→ **Short exercise**: Turn every line of the material below into a numbered list, skipping blank lines and leaving the pictures out.

→ **Raw data**:
# # # # #
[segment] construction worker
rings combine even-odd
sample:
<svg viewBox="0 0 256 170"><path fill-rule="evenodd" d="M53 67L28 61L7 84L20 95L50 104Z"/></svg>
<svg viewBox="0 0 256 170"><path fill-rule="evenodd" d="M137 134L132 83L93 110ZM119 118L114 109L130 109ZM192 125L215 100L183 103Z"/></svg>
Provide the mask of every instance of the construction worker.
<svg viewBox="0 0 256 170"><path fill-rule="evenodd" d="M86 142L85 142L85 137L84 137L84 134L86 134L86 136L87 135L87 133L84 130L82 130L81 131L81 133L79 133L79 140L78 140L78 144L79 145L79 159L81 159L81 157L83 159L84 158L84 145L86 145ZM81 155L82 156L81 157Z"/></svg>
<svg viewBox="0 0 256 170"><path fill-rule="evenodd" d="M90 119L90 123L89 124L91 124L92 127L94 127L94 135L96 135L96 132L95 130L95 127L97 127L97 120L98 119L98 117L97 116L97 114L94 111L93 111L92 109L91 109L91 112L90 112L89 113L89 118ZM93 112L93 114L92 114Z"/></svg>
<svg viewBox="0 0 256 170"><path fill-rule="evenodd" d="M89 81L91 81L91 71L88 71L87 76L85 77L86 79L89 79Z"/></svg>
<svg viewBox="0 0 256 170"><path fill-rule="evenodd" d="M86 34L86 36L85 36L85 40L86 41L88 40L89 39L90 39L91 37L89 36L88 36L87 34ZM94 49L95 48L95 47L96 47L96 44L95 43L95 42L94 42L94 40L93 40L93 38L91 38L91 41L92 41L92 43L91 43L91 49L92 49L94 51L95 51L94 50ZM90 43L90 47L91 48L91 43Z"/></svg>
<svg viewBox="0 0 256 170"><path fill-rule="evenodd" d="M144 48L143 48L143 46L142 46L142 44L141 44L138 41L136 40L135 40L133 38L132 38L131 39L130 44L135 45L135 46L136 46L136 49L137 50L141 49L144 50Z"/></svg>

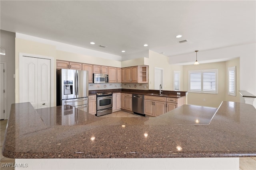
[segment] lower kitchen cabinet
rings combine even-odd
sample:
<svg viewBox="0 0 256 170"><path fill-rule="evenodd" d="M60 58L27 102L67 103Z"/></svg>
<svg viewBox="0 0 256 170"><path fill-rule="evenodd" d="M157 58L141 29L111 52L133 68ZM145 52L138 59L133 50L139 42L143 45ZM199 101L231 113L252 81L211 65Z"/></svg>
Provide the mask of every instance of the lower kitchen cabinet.
<svg viewBox="0 0 256 170"><path fill-rule="evenodd" d="M121 108L128 111L132 111L132 95L128 93L121 94Z"/></svg>
<svg viewBox="0 0 256 170"><path fill-rule="evenodd" d="M152 116L158 116L166 112L165 102L144 100L144 113Z"/></svg>
<svg viewBox="0 0 256 170"><path fill-rule="evenodd" d="M121 93L113 94L112 103L112 110L113 112L121 110Z"/></svg>
<svg viewBox="0 0 256 170"><path fill-rule="evenodd" d="M96 95L89 96L89 113L92 115L96 114Z"/></svg>
<svg viewBox="0 0 256 170"><path fill-rule="evenodd" d="M158 116L166 112L166 98L144 96L144 113Z"/></svg>

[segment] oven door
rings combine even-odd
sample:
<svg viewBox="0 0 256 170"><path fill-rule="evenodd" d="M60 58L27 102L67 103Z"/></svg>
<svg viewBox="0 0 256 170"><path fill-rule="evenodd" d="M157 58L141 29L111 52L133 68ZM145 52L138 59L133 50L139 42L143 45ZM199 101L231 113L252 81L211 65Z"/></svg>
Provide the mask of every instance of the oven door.
<svg viewBox="0 0 256 170"><path fill-rule="evenodd" d="M112 96L97 98L97 110L112 107Z"/></svg>

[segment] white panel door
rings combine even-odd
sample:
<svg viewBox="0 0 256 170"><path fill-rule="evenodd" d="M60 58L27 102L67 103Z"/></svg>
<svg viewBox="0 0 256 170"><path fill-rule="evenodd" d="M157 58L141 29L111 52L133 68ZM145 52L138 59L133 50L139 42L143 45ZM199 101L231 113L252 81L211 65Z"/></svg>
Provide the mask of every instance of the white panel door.
<svg viewBox="0 0 256 170"><path fill-rule="evenodd" d="M38 107L50 107L50 61L38 59Z"/></svg>
<svg viewBox="0 0 256 170"><path fill-rule="evenodd" d="M20 68L20 102L35 109L50 107L50 60L22 56Z"/></svg>
<svg viewBox="0 0 256 170"><path fill-rule="evenodd" d="M4 64L1 63L1 66L0 66L0 70L1 72L1 75L0 75L0 77L1 77L1 82L0 82L1 84L1 94L0 94L0 96L1 97L1 106L0 106L0 110L1 110L1 119L4 119Z"/></svg>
# # # # #
→ **Full answer**:
1. [segment] construction worker
2. rings combine even-odd
3. sample:
4. <svg viewBox="0 0 256 170"><path fill-rule="evenodd" d="M53 67L28 61L7 84L20 95L50 104Z"/></svg>
5. <svg viewBox="0 0 256 170"><path fill-rule="evenodd" d="M137 134L132 83L93 110ZM119 118L114 109L130 109ZM192 125L215 100L183 103Z"/></svg>
6. Provide the mask of every instance of the construction worker.
7. <svg viewBox="0 0 256 170"><path fill-rule="evenodd" d="M86 142L85 142L85 137L84 137L84 134L86 134L86 136L87 135L87 133L84 130L82 130L81 131L81 133L79 133L79 140L78 140L78 144L79 145L79 159L81 159L81 157L83 159L84 158L84 145L86 145ZM81 155L82 156L81 157Z"/></svg>
8. <svg viewBox="0 0 256 170"><path fill-rule="evenodd" d="M90 119L90 123L89 124L91 124L92 127L94 127L94 135L96 135L96 132L95 130L95 127L97 127L97 120L98 119L98 117L97 116L97 114L94 111L93 111L92 109L91 109L91 112L90 112L89 113L89 118ZM93 112L93 114L92 114Z"/></svg>
9. <svg viewBox="0 0 256 170"><path fill-rule="evenodd" d="M89 81L91 81L91 71L88 71L87 76L85 77L86 79L89 79Z"/></svg>
10. <svg viewBox="0 0 256 170"><path fill-rule="evenodd" d="M86 34L86 36L85 36L85 40L86 41L88 40L89 39L90 39L91 37L89 36L88 36L87 34ZM94 49L95 48L95 47L96 47L96 44L95 43L95 42L94 42L94 40L93 40L93 38L91 38L91 41L92 41L92 43L91 43L91 49L92 49L94 51L95 51L94 50ZM90 43L90 47L91 48L91 43Z"/></svg>
11. <svg viewBox="0 0 256 170"><path fill-rule="evenodd" d="M144 48L143 48L143 46L142 46L142 44L141 44L138 41L136 40L135 40L133 38L132 38L131 39L130 44L135 45L135 46L136 46L136 49L137 50L141 49L144 50Z"/></svg>
12. [segment] lower kitchen cabinet
13. rings combine even-odd
14. sample:
15. <svg viewBox="0 0 256 170"><path fill-rule="evenodd" d="M60 58L27 102L67 103Z"/></svg>
16. <svg viewBox="0 0 256 170"><path fill-rule="evenodd" d="M157 58L141 29L111 52L133 68ZM145 52L138 59L133 50L139 42L143 45ZM199 101L231 113L252 81L211 65Z"/></svg>
17. Provide the mask of every instance of the lower kitchen cabinet.
18. <svg viewBox="0 0 256 170"><path fill-rule="evenodd" d="M121 108L128 111L132 111L132 95L128 93L121 94Z"/></svg>
19. <svg viewBox="0 0 256 170"><path fill-rule="evenodd" d="M152 116L158 116L166 112L165 102L144 100L144 113Z"/></svg>
20. <svg viewBox="0 0 256 170"><path fill-rule="evenodd" d="M121 93L113 94L112 103L112 110L113 112L121 110Z"/></svg>
21. <svg viewBox="0 0 256 170"><path fill-rule="evenodd" d="M96 95L89 96L89 113L92 115L96 114Z"/></svg>
22. <svg viewBox="0 0 256 170"><path fill-rule="evenodd" d="M158 116L166 112L166 98L144 96L144 113Z"/></svg>
23. [segment] oven door
24. rings combine even-odd
25. sample:
26. <svg viewBox="0 0 256 170"><path fill-rule="evenodd" d="M60 58L27 102L67 103Z"/></svg>
27. <svg viewBox="0 0 256 170"><path fill-rule="evenodd" d="M157 58L141 29L111 52L133 68ZM145 52L138 59L133 50L139 42L143 45ZM199 101L231 113L252 81L211 65Z"/></svg>
28. Provide the mask of every instance of the oven door.
29. <svg viewBox="0 0 256 170"><path fill-rule="evenodd" d="M112 96L97 98L97 110L112 107Z"/></svg>
30. [segment] white panel door
31. rings combine even-odd
32. sample:
33. <svg viewBox="0 0 256 170"><path fill-rule="evenodd" d="M60 58L27 102L67 103Z"/></svg>
34. <svg viewBox="0 0 256 170"><path fill-rule="evenodd" d="M157 58L141 29L111 52L133 68ZM145 52L138 59L133 50L139 42L143 45ZM199 101L231 113L252 81L211 65Z"/></svg>
35. Provide the mask of every instance of the white panel door.
36. <svg viewBox="0 0 256 170"><path fill-rule="evenodd" d="M38 107L50 107L50 61L38 59Z"/></svg>
37. <svg viewBox="0 0 256 170"><path fill-rule="evenodd" d="M20 68L20 102L35 109L50 107L50 60L22 56Z"/></svg>
38. <svg viewBox="0 0 256 170"><path fill-rule="evenodd" d="M4 64L1 63L1 66L0 66L0 70L1 72L1 75L0 75L0 77L1 77L1 82L0 82L1 84L1 94L0 94L0 96L1 97L1 106L0 106L0 110L1 110L1 119L4 119Z"/></svg>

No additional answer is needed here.